**TASK DIRECTIONS**
The records below are to be quoted in full; please keep every word exact.

Records from a data source
_ _ _ _

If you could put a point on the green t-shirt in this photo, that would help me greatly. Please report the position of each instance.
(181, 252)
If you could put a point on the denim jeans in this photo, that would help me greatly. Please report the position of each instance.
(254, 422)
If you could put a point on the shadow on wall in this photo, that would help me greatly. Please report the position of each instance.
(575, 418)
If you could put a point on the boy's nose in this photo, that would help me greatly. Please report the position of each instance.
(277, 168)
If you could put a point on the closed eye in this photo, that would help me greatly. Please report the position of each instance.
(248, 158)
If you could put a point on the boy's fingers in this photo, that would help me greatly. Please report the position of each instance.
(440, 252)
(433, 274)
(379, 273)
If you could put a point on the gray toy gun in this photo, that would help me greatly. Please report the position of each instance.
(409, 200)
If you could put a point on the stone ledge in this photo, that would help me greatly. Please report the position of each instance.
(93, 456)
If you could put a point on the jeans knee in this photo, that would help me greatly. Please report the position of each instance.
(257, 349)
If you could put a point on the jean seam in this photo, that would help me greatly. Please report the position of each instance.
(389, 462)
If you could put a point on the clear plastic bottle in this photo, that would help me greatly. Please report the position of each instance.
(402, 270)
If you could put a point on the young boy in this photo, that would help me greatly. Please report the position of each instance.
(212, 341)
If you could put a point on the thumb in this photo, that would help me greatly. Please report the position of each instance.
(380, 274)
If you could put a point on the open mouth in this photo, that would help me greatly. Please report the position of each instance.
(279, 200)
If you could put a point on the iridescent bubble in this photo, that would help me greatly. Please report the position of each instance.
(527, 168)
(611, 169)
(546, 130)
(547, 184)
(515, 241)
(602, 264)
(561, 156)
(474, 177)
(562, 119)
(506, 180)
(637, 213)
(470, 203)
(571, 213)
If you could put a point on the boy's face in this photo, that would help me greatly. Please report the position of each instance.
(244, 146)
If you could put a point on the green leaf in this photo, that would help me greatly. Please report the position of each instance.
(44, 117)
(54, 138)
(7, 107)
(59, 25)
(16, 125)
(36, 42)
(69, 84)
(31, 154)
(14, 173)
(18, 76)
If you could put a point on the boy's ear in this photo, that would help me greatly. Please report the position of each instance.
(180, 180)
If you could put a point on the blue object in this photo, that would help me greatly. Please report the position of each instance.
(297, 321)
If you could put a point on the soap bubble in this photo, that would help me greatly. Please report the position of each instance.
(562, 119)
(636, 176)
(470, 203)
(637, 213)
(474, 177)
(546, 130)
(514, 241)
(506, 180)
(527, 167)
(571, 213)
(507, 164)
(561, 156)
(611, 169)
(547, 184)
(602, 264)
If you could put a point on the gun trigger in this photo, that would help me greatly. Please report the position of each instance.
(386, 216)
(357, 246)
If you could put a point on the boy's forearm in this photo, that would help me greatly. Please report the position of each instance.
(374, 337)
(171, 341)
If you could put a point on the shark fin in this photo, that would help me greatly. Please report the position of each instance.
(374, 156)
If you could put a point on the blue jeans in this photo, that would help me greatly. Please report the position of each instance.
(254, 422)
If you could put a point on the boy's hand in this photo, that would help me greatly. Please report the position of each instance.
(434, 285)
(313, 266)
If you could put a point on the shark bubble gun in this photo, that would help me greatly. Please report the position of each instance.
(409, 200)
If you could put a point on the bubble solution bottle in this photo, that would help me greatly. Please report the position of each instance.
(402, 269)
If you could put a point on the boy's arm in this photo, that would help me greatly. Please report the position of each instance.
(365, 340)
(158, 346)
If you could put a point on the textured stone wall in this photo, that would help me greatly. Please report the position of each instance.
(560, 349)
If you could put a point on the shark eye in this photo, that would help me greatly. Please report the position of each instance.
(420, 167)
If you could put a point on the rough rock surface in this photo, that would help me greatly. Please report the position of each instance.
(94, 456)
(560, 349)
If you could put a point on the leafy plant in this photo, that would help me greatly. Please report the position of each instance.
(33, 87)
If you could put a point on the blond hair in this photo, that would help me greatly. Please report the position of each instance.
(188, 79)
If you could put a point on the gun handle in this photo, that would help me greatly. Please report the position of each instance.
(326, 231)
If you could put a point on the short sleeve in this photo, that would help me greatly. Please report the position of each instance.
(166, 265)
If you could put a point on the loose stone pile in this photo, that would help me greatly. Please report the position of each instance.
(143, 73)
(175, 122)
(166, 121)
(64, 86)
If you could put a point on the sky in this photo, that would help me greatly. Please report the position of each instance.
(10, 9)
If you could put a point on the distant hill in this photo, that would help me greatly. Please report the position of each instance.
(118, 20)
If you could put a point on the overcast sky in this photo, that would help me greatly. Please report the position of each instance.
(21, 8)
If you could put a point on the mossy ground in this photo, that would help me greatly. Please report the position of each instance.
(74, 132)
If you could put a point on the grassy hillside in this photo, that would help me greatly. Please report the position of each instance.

_ _ _ _

**EXERCISE OUTPUT**
If you could put a point on the green t-shirt in this photo, that would help me greatly. Please report the position of each instance.
(181, 252)
If you could put a point on the denim jeans in this photo, that would help me greatly. Please report the position of each instance.
(254, 422)
If you could put a point on the shadow on wall in this photo, that would help me greatly. Please report the position of each instance.
(575, 418)
If you could put a point on the boy's nose in this photo, that would help me greatly. Please report the position of each instance.
(277, 168)
If you could put a point on the closed eye in this photo, that would help me greatly. Please report the position of each instance.
(248, 158)
If you could put a point on the boy's fingers in this photo, that would help me greatly. Please report the position of each instance.
(440, 252)
(433, 274)
(379, 273)
If you could put a point on the gray toy gun in this photo, that would help me greatly. Please report the position of each instance.
(409, 200)
If you could put a point on the stone ledge in this photo, that would help me greatly. Please report the position of each instance.
(93, 456)
If you could put a point on the jeans knee in this photo, that would help me greatly. Please report the position of each instance.
(257, 349)
If you could put a point on the jean seam in this photo, that would help me greatly. Please report the position of each instance.
(389, 462)
If you could put a point on the clear plastic bottle in this photo, that would help me greatly. Please report the position of each instance.
(402, 270)
If you could put a point on the young boy in this photo, that would help me greatly. Please report the position of each instance.
(212, 341)
If you could put a point on the thumb in this photo, that would help me greatly. Please report the position of each instance.
(380, 274)
If you could put a point on the open mouth in this photo, that would help me greatly. Please report the position of each instance.
(279, 200)
If you could put a point on the iridescent bubble in this photo, that would help me greatly. Please report the position of each instance.
(527, 168)
(611, 169)
(546, 130)
(547, 184)
(515, 241)
(602, 264)
(561, 156)
(474, 177)
(562, 119)
(506, 180)
(637, 213)
(470, 203)
(571, 213)
If you could put a point on the boy's face in this photo, that would help me greatly. Please report the position of each instance.
(244, 146)
If you could put a point on the green leaf in this photo, that would help me greatly. Please report the position of each instance.
(44, 117)
(54, 138)
(7, 107)
(59, 25)
(16, 125)
(36, 42)
(69, 84)
(31, 154)
(14, 173)
(18, 76)
If you could put a point on the boy's ear in this photo, that would help me greatly. Please report the position of each instance.
(180, 180)
If you could put a point on the blue object in this photo, that would help me greatly. Please report the position of each instance.
(297, 321)
If you could put a point on the soap bubble in this photo, that would help me greatly. Please report the position of each instance.
(562, 119)
(636, 176)
(470, 203)
(637, 213)
(474, 177)
(546, 130)
(514, 241)
(506, 180)
(527, 167)
(571, 213)
(507, 164)
(561, 156)
(611, 169)
(547, 184)
(602, 264)
If you could put a point on the gun trigger in this photo, that would help me greatly. Please report the position of each instance.
(386, 216)
(357, 246)
If you could put a point on the boy's forearm in this photo, that would help me greatly. Please report the position of each instance.
(374, 337)
(171, 341)
If you could put a point on the shark fin in this photo, that would help me greatly. Please report the position of each instance.
(374, 156)
If you could put a point on the blue jeans in this photo, that would help me greatly. Please report the position of each instance.
(254, 422)
If you could put a point on the boy's hand in this photo, that would help me greatly. Please report the position of each instance.
(434, 285)
(313, 266)
If you could put a point on the shark bubble gun in this photo, that would help me greatly. Please report the position of each instance.
(409, 200)
If you could put a point on the bubble solution bottle in this photo, that would help me greatly. Please report the position of each instance.
(402, 269)
If you could put a point on the boy's arm in this photo, that would help me greatly. Please report the position of each instance.
(365, 340)
(158, 346)
If you could put a point on the textured stone wall in this photo, that would help me greatly. Please report the position of each instance.
(560, 349)
If you could put a point on the shark eye in this photo, that would help me greatly. Please report the position of each instance.
(420, 167)
If you could put a point on the rough rock surface in this photo, that would help me greatly. Please report the position of each instance.
(94, 456)
(560, 349)
If you could put a point on the leafy plant in this photo, that would help me greatly. Please report the position of each instance.
(33, 87)
If you could put a point on the blond hair in this photo, that would help me greatly. Please report the position of each instance.
(188, 79)
If you could put a point on the gun handle in this photo, that would help me greatly. Please report the position of each instance.
(326, 231)
If you could put a point on the short sleeve in this photo, that would help me greatly. Please report the position of each instance.
(166, 265)
If you could put a point on the loose stone pile in this photo, that would help me greatly. Please report the position of each instance.
(143, 73)
(175, 122)
(166, 121)
(64, 86)
If you could put a point on the sky in this photo, that would help me greatly. Please report the position of each instance.
(10, 9)
If you could put a point on the distant hill in this photo, that would help me greatly. Please report the position of each instance.
(118, 20)
If you could put a point on the overcast sky in this photo, that would help me greatly. Please report the position of each instance.
(21, 8)
If you could put a point on the mossy ground in this photo, that would help me greatly. Please report the position of each instance.
(74, 132)
If you could put a point on the grassy hillside in this photo, that would help me greatly. Please report the position of each instance.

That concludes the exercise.